● **Exercise inputs**
──────────

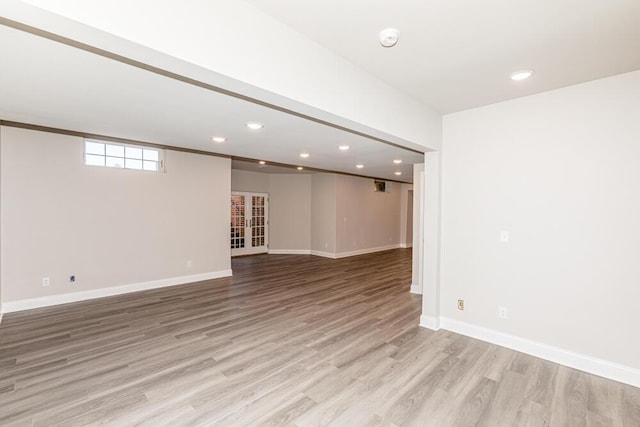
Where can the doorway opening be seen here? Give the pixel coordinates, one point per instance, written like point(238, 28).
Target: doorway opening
point(249, 223)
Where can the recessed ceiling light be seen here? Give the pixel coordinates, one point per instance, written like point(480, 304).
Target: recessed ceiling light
point(254, 125)
point(521, 75)
point(388, 37)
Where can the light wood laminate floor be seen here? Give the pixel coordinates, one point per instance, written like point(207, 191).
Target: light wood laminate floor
point(289, 340)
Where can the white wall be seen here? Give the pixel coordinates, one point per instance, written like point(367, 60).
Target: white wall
point(323, 213)
point(290, 69)
point(109, 227)
point(290, 212)
point(559, 171)
point(418, 238)
point(366, 219)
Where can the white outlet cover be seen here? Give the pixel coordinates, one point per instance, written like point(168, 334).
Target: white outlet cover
point(502, 312)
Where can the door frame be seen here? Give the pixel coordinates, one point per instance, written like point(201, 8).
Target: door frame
point(248, 248)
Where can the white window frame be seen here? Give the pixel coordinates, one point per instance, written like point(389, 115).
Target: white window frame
point(122, 156)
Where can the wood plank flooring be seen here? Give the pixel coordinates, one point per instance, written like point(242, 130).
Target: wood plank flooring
point(289, 340)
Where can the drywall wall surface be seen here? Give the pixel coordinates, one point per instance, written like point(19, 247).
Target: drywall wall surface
point(558, 172)
point(290, 212)
point(247, 181)
point(275, 58)
point(366, 219)
point(417, 241)
point(108, 227)
point(323, 213)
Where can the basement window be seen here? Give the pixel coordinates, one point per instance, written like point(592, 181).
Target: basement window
point(114, 155)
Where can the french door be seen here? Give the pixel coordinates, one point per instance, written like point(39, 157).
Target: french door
point(249, 223)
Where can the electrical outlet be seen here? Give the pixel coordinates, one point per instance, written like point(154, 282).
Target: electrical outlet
point(502, 312)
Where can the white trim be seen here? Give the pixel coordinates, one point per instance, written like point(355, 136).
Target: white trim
point(354, 253)
point(582, 362)
point(429, 322)
point(289, 252)
point(28, 304)
point(323, 254)
point(367, 251)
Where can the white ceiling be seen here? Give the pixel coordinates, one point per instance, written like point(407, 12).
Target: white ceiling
point(455, 55)
point(452, 55)
point(47, 83)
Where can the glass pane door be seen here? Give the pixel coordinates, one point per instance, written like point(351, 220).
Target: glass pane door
point(249, 223)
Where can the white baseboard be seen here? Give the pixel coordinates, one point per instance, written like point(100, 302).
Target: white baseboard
point(289, 252)
point(28, 304)
point(582, 362)
point(430, 322)
point(323, 254)
point(367, 251)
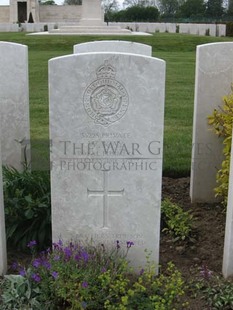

──────────

From the entries above, print the lines beginning at the one with "Where can the white window" and stopping after the one with "Where can the white trim", exactly as written and with nothing else.

Where can the white window frame be seen here? Give the pixel coordinates, one point per instance, written like point(389, 115).
Target: white window frame
point(122, 156)
Where can the wood plank flooring be seen here? Give the pixel coordinates, one point per instance, written like point(242, 130).
Target: wood plank flooring
point(289, 340)
Where can the drywall wall surface be seen here? Give the pixel coordinates, one point per instance, written like point(19, 247).
Target: drywall wall surface
point(558, 172)
point(290, 212)
point(247, 181)
point(275, 58)
point(366, 219)
point(417, 241)
point(108, 227)
point(323, 213)
Where can the basement window be seen here? Give the pixel coordinates, one point per instance, written like point(592, 181).
Target: basement window
point(114, 155)
Where can the french door be seen here? Give the pixel coordinates, one point per instance, written like point(39, 157).
Target: french door
point(249, 223)
Where can the electrical outlet be seen here? Give the pixel coordinates, one point per instance, written like point(154, 282).
Target: electrical outlet
point(502, 312)
Where can the white trim be seen here? Give the pixel coordinates, one point per instance, written like point(355, 136).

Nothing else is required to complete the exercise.